### What is expected
Each line below that includes the word "green" is to be reported.

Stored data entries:
--
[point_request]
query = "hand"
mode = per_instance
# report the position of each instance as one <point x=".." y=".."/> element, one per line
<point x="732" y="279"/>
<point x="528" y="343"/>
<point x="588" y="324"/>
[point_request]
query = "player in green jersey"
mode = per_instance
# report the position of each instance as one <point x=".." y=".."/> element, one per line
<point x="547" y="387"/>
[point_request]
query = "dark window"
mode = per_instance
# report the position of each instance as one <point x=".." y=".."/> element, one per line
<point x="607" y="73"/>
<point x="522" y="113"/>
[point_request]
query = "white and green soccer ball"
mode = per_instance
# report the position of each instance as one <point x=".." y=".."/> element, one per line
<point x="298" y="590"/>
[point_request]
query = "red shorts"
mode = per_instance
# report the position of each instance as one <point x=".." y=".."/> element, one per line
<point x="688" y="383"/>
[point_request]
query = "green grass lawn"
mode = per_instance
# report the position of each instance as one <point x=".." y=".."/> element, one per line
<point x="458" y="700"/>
--
### Exercise answer
query = "player in green jersey"
query = "white and green soccer ball"
query = "green grass lawn"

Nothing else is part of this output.